▶ **DATASET EXCERPTS**:
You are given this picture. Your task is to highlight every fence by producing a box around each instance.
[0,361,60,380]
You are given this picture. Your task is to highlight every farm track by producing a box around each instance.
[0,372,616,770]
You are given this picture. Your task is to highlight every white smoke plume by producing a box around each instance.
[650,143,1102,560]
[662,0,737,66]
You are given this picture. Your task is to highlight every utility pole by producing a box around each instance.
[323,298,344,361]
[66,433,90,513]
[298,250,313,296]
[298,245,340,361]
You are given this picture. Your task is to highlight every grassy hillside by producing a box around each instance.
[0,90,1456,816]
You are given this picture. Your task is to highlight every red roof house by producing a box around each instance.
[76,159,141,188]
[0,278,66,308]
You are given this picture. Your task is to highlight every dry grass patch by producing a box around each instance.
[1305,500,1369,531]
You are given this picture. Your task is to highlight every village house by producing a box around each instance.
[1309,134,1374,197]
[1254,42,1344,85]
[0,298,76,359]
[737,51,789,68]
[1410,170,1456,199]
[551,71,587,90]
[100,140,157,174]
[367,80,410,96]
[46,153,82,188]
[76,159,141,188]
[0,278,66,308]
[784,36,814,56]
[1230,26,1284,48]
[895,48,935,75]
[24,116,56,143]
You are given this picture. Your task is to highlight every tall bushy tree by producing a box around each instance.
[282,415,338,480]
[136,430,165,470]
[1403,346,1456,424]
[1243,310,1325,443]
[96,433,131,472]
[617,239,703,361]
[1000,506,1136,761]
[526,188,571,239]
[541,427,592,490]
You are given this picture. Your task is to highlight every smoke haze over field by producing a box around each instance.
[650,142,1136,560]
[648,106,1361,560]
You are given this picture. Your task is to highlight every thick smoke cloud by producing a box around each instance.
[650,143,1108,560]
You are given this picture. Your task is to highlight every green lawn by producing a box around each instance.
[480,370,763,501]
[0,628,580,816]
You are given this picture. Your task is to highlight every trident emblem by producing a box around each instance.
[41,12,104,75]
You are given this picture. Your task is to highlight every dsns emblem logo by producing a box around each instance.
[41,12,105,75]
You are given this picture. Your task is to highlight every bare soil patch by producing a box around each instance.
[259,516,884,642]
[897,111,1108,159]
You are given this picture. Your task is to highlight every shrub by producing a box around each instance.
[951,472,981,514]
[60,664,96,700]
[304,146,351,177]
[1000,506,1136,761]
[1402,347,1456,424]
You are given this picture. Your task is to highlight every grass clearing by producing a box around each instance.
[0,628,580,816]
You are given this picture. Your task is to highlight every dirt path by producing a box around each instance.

==

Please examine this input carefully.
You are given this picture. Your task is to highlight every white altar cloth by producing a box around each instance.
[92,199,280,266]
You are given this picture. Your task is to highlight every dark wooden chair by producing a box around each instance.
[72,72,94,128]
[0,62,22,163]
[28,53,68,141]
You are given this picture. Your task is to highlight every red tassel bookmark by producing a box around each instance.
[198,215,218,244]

==

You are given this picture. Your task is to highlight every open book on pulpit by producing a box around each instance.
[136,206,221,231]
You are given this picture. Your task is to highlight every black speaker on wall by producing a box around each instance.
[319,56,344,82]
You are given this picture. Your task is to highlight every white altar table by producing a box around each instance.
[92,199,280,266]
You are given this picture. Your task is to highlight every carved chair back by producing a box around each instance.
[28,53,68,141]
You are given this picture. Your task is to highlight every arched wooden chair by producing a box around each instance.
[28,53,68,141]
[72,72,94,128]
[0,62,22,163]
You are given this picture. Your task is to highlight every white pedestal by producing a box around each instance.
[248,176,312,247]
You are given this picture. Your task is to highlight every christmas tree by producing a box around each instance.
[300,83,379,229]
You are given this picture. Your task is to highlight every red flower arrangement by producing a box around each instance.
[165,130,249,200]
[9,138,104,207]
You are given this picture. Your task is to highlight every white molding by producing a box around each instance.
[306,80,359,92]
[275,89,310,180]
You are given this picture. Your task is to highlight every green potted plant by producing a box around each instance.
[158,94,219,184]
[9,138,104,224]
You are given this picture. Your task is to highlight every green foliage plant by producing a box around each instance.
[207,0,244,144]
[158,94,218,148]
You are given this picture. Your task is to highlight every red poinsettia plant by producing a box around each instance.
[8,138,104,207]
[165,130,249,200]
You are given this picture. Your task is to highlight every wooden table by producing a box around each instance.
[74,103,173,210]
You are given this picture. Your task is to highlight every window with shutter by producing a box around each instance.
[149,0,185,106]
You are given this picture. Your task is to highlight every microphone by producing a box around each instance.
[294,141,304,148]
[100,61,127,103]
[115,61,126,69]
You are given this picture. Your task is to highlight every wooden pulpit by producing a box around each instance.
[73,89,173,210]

▶ **SET EXERCISE**: From the material above, make a Markdown table with the columns "Row" and "Entry". Cover only the lines from the one with "fence by producing a box around each instance." through the one with "[0,372,616,770]", number each line, and leave out blank lines.

▶ **SOLUTION FOR THIS TASK**:
| Row | Entry |
|---|---|
| 1 | You are given this picture. Your task is to highlight every fence by producing a box around each instance. |
| 2 | [0,361,60,380] |
| 3 | You are given this picture. Your task is to highlight every farm track by producing a box around each instance. |
| 4 | [0,372,616,770] |